> **WHAT THE TASK ASKS**
In the records below, find the line containing "Which spot lies innermost in each instance of the white inner"; give it again exactly, along with every line that follows, and nothing else.

══════════

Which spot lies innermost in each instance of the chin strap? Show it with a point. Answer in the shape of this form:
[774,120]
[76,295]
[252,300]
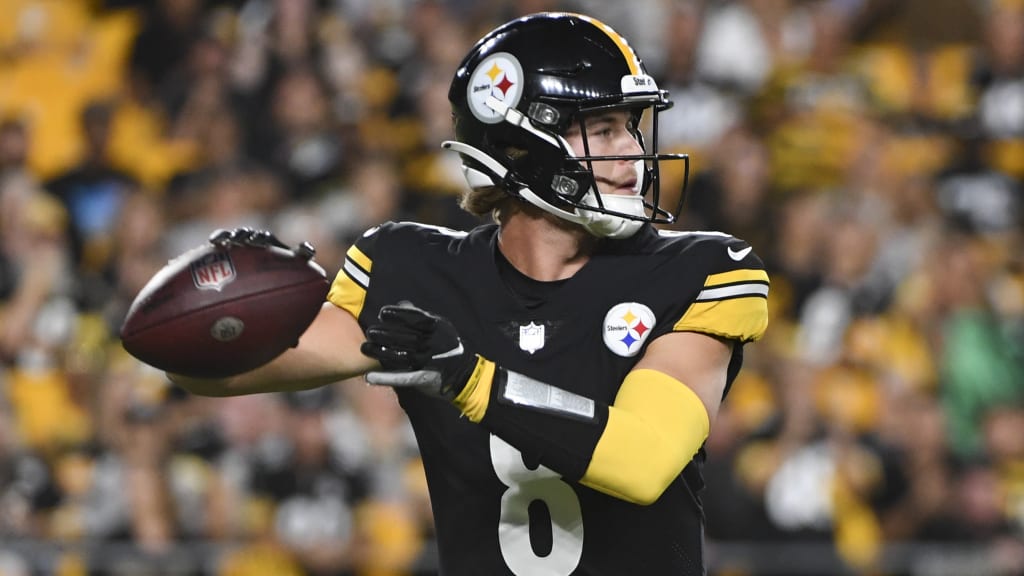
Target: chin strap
[598,223]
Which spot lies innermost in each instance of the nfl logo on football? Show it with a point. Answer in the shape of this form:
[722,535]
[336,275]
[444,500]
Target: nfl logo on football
[531,337]
[213,272]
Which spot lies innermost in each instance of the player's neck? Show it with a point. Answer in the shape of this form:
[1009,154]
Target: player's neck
[542,249]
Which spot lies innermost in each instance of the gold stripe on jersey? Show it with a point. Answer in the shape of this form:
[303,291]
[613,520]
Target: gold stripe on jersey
[349,288]
[475,397]
[669,440]
[732,304]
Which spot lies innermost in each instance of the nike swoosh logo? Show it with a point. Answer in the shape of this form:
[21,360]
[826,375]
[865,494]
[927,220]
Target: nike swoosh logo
[738,254]
[454,352]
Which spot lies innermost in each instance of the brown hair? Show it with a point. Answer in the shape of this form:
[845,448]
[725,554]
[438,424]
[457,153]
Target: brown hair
[488,200]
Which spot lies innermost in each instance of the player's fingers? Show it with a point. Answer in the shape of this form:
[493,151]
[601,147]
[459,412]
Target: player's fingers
[429,379]
[390,358]
[395,336]
[409,316]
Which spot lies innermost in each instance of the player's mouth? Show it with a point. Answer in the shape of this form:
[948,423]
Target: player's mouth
[626,188]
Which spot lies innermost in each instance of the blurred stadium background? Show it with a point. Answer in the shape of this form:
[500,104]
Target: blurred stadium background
[872,151]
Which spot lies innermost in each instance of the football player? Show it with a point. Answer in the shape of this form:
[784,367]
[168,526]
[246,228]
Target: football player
[563,366]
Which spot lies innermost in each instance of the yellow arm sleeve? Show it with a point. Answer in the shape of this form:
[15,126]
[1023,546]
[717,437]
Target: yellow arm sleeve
[654,427]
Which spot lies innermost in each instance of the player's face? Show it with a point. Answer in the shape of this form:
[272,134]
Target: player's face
[609,133]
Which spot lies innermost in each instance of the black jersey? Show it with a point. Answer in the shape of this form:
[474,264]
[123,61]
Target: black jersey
[497,510]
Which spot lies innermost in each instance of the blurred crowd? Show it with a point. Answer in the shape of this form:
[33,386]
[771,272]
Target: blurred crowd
[871,151]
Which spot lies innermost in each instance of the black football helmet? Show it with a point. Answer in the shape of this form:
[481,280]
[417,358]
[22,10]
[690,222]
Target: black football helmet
[517,91]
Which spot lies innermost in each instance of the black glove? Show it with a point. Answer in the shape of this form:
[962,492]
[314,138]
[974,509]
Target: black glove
[420,350]
[259,238]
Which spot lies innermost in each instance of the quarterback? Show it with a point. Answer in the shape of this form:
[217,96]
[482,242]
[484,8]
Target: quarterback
[562,366]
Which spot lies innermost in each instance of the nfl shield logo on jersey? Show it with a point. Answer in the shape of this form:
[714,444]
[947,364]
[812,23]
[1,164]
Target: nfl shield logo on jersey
[531,337]
[213,272]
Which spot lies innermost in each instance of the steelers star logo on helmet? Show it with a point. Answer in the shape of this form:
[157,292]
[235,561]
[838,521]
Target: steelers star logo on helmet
[627,327]
[500,76]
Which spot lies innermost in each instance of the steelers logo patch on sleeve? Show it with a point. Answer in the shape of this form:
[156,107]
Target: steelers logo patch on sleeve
[627,327]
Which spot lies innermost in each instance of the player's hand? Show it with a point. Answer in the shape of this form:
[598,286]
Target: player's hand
[260,238]
[420,350]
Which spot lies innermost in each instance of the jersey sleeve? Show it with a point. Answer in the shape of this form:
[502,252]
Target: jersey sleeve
[733,301]
[350,285]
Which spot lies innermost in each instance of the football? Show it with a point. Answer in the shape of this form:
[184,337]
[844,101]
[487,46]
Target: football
[225,307]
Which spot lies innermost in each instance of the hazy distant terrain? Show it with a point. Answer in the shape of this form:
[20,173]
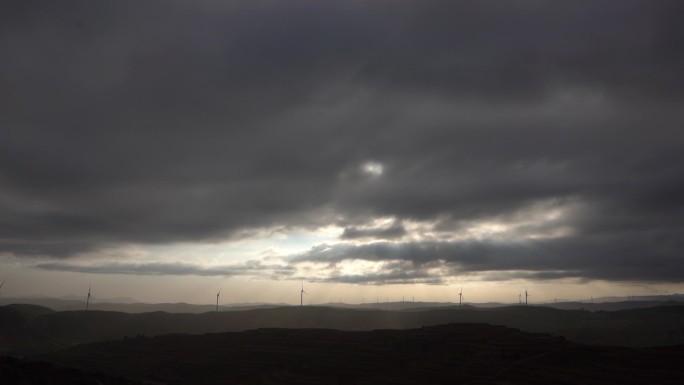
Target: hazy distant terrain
[336,345]
[28,329]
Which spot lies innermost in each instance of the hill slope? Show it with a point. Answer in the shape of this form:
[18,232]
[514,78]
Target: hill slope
[456,353]
[28,332]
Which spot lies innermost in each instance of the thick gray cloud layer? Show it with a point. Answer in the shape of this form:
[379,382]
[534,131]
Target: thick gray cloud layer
[164,121]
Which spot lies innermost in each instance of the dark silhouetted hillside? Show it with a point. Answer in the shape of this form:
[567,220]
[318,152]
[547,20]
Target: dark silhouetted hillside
[31,331]
[447,354]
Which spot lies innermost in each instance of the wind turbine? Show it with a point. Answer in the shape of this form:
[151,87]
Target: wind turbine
[301,296]
[88,298]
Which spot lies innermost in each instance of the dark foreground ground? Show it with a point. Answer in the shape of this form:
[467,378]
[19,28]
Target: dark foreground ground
[447,354]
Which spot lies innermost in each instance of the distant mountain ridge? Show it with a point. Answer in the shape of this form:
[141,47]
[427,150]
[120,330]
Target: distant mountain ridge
[26,329]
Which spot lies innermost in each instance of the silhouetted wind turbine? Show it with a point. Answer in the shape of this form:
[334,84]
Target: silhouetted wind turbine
[301,296]
[88,298]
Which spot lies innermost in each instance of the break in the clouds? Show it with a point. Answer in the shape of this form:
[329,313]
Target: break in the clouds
[526,139]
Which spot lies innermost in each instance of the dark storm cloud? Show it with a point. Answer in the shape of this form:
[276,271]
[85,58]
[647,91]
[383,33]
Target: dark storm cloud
[153,122]
[251,268]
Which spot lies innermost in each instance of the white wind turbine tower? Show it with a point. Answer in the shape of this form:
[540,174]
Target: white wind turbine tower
[301,295]
[88,298]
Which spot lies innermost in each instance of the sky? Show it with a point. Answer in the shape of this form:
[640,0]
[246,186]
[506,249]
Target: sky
[163,150]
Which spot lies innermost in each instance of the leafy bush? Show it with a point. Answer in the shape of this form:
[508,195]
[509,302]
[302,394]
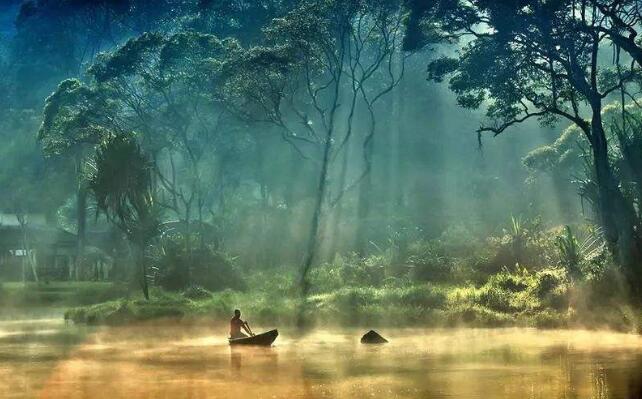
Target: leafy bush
[177,267]
[196,292]
[429,261]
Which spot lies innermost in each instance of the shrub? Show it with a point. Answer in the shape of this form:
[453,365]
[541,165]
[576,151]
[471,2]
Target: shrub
[429,261]
[196,292]
[177,268]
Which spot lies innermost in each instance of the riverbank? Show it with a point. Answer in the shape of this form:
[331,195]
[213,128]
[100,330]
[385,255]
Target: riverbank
[541,300]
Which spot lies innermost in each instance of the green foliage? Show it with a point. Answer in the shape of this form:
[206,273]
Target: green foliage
[123,189]
[180,264]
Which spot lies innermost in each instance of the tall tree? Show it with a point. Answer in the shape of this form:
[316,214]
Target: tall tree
[540,60]
[122,186]
[322,64]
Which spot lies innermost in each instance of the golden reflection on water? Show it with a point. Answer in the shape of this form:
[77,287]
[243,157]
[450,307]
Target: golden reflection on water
[49,360]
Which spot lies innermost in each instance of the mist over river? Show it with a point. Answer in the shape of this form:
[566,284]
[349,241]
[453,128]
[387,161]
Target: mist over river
[45,358]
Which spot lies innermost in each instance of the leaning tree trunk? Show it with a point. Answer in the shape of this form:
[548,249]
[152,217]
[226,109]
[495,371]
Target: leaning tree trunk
[81,216]
[140,260]
[315,225]
[616,214]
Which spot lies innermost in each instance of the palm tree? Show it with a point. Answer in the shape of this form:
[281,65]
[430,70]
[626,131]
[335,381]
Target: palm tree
[122,186]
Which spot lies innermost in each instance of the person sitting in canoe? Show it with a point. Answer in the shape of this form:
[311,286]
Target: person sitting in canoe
[236,324]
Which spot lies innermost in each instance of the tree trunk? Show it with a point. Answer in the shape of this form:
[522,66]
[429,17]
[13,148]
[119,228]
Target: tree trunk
[81,216]
[363,215]
[140,259]
[616,214]
[315,233]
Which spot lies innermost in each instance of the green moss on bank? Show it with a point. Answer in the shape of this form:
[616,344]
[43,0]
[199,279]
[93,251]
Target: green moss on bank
[543,299]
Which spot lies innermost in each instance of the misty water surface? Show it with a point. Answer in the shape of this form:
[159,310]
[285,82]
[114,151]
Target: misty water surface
[46,359]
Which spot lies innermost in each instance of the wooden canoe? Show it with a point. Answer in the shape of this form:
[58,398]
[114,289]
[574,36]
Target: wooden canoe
[264,339]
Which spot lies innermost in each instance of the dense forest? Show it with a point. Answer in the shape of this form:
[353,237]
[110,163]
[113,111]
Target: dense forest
[362,162]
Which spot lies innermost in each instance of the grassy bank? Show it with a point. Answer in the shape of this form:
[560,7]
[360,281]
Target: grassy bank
[544,299]
[19,295]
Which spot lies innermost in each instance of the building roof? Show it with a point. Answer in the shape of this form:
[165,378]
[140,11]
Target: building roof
[11,237]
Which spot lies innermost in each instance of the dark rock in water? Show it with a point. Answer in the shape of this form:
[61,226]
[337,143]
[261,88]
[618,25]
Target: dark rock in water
[373,337]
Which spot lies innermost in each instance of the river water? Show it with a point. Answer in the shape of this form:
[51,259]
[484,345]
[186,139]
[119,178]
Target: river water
[48,359]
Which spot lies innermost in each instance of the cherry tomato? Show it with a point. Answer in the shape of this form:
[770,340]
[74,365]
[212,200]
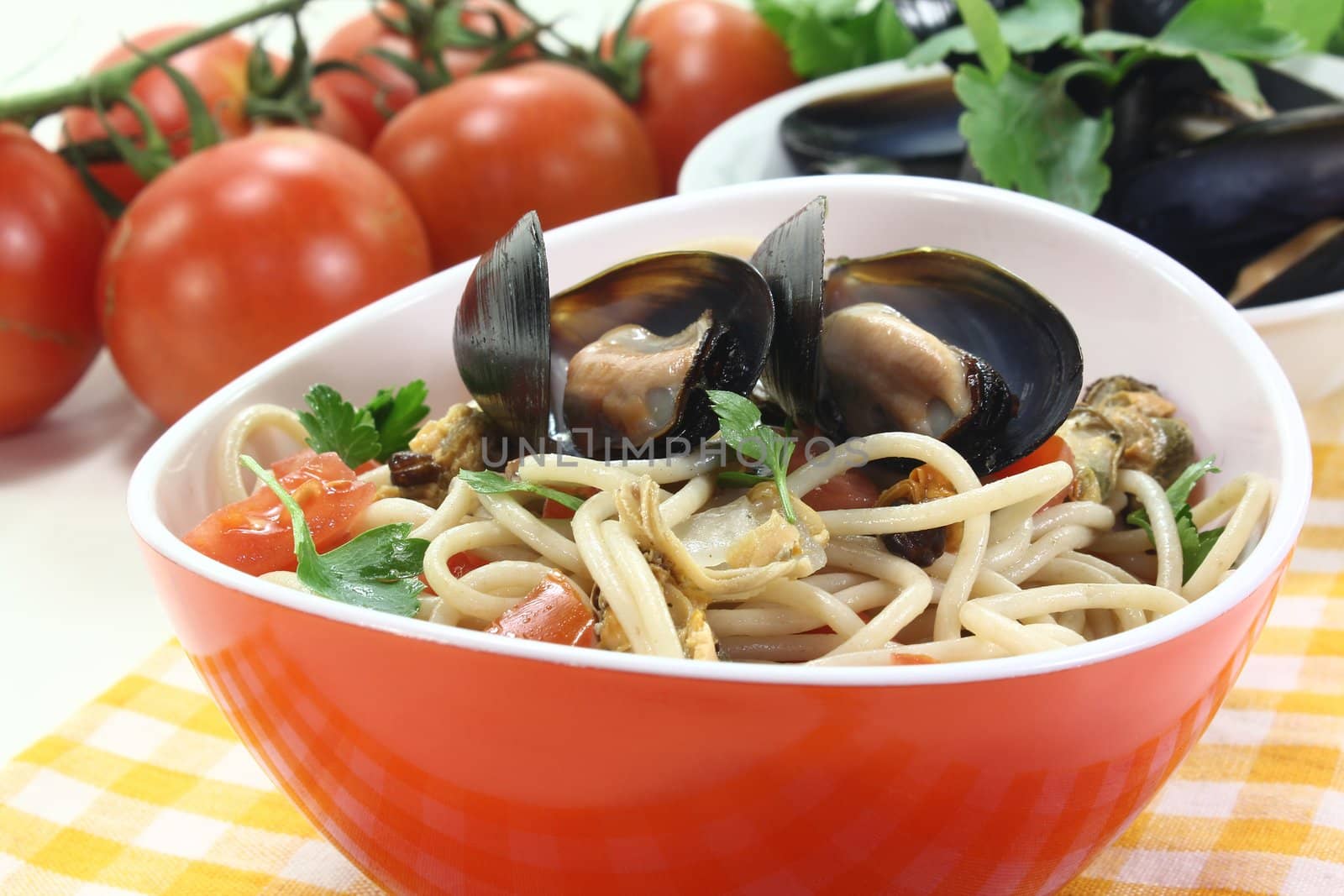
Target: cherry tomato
[362,34]
[50,237]
[464,562]
[476,155]
[255,535]
[1053,449]
[218,69]
[844,492]
[241,250]
[551,611]
[707,62]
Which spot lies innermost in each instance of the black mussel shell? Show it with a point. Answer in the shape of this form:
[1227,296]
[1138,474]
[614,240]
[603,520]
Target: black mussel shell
[999,322]
[1230,199]
[792,258]
[667,293]
[1316,271]
[911,127]
[501,335]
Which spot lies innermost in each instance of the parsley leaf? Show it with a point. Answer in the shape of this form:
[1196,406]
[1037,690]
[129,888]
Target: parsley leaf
[1027,29]
[826,36]
[378,569]
[373,432]
[333,425]
[398,417]
[983,23]
[741,427]
[1194,544]
[1026,134]
[491,483]
[1216,34]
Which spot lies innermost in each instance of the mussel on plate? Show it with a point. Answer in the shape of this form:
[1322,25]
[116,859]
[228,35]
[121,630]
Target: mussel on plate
[925,340]
[617,364]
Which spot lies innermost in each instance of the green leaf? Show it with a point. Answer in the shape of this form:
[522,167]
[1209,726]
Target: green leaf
[983,23]
[1194,544]
[378,569]
[335,425]
[396,416]
[491,483]
[1032,27]
[1218,34]
[826,36]
[1314,20]
[1026,134]
[743,430]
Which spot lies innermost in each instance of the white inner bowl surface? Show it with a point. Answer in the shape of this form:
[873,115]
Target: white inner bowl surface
[1136,312]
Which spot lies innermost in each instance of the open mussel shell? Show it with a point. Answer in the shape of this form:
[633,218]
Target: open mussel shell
[635,348]
[958,320]
[911,125]
[501,335]
[1225,202]
[792,259]
[1034,362]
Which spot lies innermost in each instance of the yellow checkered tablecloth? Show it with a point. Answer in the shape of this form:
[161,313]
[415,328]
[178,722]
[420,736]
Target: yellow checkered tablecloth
[148,792]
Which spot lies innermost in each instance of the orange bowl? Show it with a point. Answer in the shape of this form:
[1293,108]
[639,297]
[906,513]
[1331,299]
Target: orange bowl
[449,761]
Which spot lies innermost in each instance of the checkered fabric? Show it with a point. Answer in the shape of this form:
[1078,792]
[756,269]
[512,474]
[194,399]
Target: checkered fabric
[147,790]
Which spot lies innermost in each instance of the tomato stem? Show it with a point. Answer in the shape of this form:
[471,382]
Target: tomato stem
[113,83]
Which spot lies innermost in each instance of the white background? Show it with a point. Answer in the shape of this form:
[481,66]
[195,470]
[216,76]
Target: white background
[77,610]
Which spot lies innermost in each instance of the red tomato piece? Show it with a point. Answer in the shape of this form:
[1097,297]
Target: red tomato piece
[1053,449]
[551,611]
[844,492]
[255,535]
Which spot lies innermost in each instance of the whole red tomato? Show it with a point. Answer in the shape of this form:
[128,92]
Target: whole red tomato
[362,34]
[50,238]
[707,62]
[476,155]
[218,69]
[242,249]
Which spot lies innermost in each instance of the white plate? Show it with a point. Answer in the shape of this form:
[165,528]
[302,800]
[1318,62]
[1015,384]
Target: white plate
[1304,335]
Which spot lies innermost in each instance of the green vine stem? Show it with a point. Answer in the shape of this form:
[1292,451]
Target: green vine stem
[113,83]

══════════

> **RESPONSE TO THE EXERCISE**
Which spot lies innermost in each instance of the white inner bowl surface? Show it with a point. Answer in the shape of this form:
[873,115]
Target: white inner bowl surface
[1136,312]
Which spot lies innermost in each instance of the open mussel shell? Show it with a point. Answer in the shape of this form:
[633,218]
Target: open mussel shell
[635,348]
[958,320]
[911,125]
[501,335]
[1225,202]
[792,259]
[1034,362]
Which spot lies innermost in each instance of the yellow checkered tablecloth? Show it with a point. Answer in the shape of this form:
[161,313]
[415,328]
[178,722]
[420,736]
Target: yellow checkered tablecloth
[148,792]
Which spot lies innermost in each instance of the orange bowl? Show it with a point. Answer in the shape of this form:
[1293,108]
[639,297]
[906,513]
[1331,299]
Target: orange bowl
[449,761]
Which spot lies innermost in each instance of the checkered fabric? Show it with a point. Answer in the shape of this form:
[1078,792]
[756,269]
[512,474]
[194,399]
Target: checkered fabric
[147,790]
Which spot lies innermost in each instance of the tomato stem? Show it with a point. Answer in the shape of this form:
[471,382]
Target: tomato stem
[113,83]
Which spot lies innermost in each instance of the white background? Show it with a point. Answer in the shape of this form:
[481,66]
[195,470]
[216,76]
Target: white background
[77,610]
Which spot lies innermost in each instance of the red tomato piece? Show it with a point. Answer in the shape of this form:
[1097,297]
Target: red tomato piece
[1053,449]
[551,611]
[844,492]
[255,535]
Which spot lies innermost in each instance of the whole red tomato? Show it with a point. Answer in the shape of this form:
[128,92]
Target: whole red tomato
[362,34]
[50,238]
[707,62]
[476,155]
[218,69]
[242,249]
Which spot lies innermost in each instance of the white plate? Show it with a point. Answer in the shape of this form:
[165,528]
[302,800]
[1318,62]
[1015,384]
Target: white plate
[1304,335]
Which spot lies innermost in each instance of the green vine stem? Show it with a point. Answer in the shape of this form:
[1292,451]
Target: green vine stem
[113,83]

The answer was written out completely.